* [What this task involves]
Take the line with "Where can the calm" and every line after it, through the end of the listing, and give them again exactly, pictures excluded.

* [Material provided]
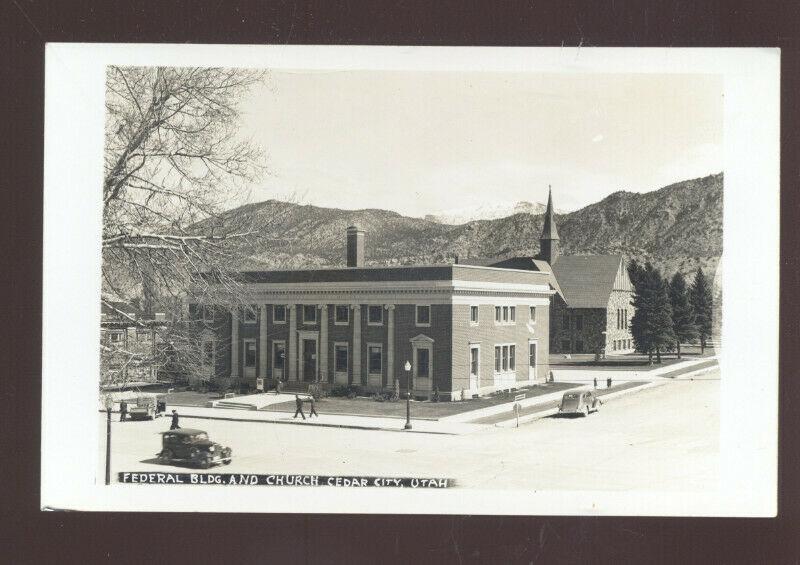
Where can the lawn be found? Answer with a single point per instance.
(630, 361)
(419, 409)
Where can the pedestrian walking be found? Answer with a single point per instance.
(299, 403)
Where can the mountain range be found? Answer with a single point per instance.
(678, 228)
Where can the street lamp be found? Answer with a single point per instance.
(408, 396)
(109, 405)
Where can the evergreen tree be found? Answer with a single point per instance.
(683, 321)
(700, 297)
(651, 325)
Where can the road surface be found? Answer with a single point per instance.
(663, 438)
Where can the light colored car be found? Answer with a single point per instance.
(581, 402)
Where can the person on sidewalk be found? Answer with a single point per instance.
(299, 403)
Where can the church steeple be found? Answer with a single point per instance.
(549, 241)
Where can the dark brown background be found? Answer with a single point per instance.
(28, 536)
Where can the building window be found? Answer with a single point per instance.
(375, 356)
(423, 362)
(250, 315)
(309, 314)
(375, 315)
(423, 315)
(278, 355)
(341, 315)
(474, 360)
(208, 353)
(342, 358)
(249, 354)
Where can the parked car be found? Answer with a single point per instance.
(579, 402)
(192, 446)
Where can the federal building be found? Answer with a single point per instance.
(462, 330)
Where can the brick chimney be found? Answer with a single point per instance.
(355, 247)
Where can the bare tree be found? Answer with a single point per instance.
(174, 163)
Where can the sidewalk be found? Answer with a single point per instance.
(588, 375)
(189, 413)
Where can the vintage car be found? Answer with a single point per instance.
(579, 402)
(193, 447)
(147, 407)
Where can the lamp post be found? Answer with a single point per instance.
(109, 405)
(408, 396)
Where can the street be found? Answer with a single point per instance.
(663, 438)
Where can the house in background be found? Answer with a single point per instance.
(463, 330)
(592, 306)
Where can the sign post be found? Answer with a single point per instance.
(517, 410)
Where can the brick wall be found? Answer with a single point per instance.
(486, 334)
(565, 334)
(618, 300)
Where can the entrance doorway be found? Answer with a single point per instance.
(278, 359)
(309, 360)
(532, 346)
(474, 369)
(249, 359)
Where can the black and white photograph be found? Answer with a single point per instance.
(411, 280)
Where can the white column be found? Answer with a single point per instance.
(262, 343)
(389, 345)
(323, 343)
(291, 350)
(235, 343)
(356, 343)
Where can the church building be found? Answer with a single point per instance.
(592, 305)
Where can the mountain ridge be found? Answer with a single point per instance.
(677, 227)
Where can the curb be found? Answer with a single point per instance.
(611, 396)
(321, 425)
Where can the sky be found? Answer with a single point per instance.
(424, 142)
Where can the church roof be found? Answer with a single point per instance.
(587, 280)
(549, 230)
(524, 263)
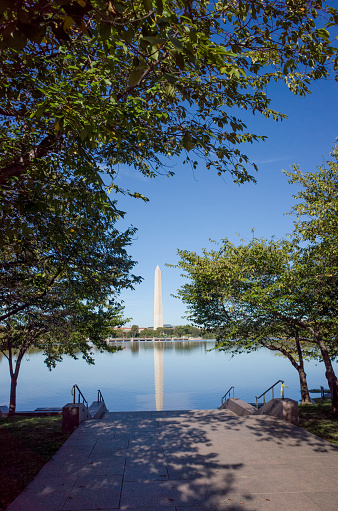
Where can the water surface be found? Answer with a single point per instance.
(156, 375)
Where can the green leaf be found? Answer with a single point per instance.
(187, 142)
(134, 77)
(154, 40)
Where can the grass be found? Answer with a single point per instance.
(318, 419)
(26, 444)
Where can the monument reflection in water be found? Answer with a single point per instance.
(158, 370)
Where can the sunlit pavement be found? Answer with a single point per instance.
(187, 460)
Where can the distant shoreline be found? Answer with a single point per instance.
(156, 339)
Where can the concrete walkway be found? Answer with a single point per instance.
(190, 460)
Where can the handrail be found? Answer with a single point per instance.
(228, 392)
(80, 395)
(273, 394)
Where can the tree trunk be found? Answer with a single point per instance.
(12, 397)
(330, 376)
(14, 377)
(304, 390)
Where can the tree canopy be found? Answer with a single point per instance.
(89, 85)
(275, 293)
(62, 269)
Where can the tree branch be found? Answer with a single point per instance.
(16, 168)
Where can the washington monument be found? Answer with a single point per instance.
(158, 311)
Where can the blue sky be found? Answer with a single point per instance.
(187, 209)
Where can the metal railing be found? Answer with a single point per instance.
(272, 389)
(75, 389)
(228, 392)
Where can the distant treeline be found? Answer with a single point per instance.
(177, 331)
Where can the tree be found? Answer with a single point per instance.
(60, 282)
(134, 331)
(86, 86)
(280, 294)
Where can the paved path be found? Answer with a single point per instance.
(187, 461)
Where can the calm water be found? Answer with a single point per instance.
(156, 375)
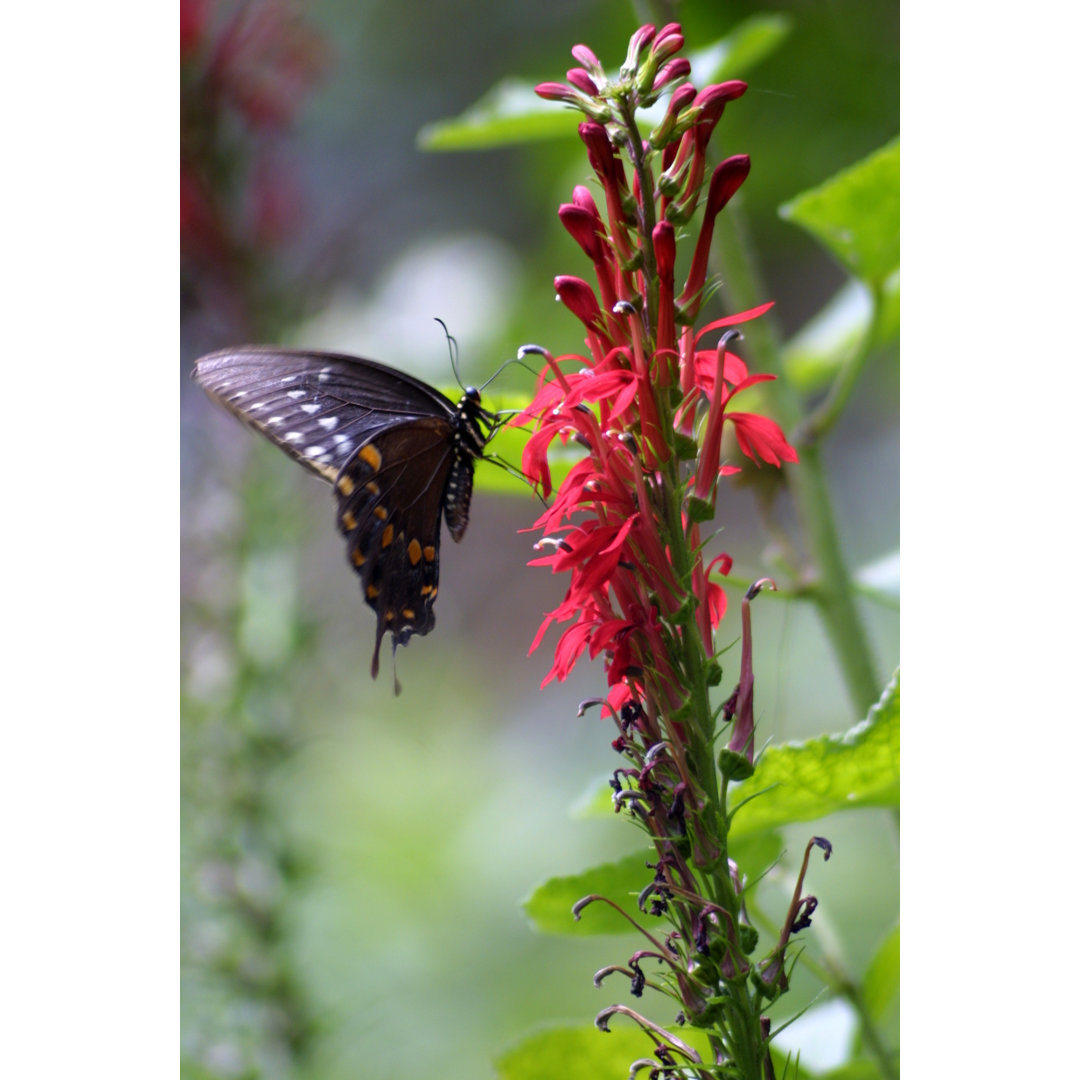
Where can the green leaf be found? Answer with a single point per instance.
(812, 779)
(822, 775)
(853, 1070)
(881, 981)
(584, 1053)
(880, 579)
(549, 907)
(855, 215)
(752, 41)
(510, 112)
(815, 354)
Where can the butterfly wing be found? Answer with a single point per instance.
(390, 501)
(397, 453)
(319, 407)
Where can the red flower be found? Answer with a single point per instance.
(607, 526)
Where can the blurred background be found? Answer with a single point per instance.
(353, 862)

* [Your response]
Where can the calm water be found? Answer with a single point per instance.
(156, 375)
Where can the green leaf be found? Answer with a single point per instance.
(812, 779)
(822, 775)
(853, 1070)
(881, 981)
(584, 1053)
(880, 579)
(549, 907)
(855, 215)
(752, 41)
(510, 112)
(815, 354)
Where can the butterfly wing be found? Answer with a single point per instance.
(390, 501)
(397, 453)
(319, 407)
Where can the red flower be found? Answer with a single point per instance.
(607, 526)
Where can the blurred background be found? Answer with a single point per instance.
(353, 862)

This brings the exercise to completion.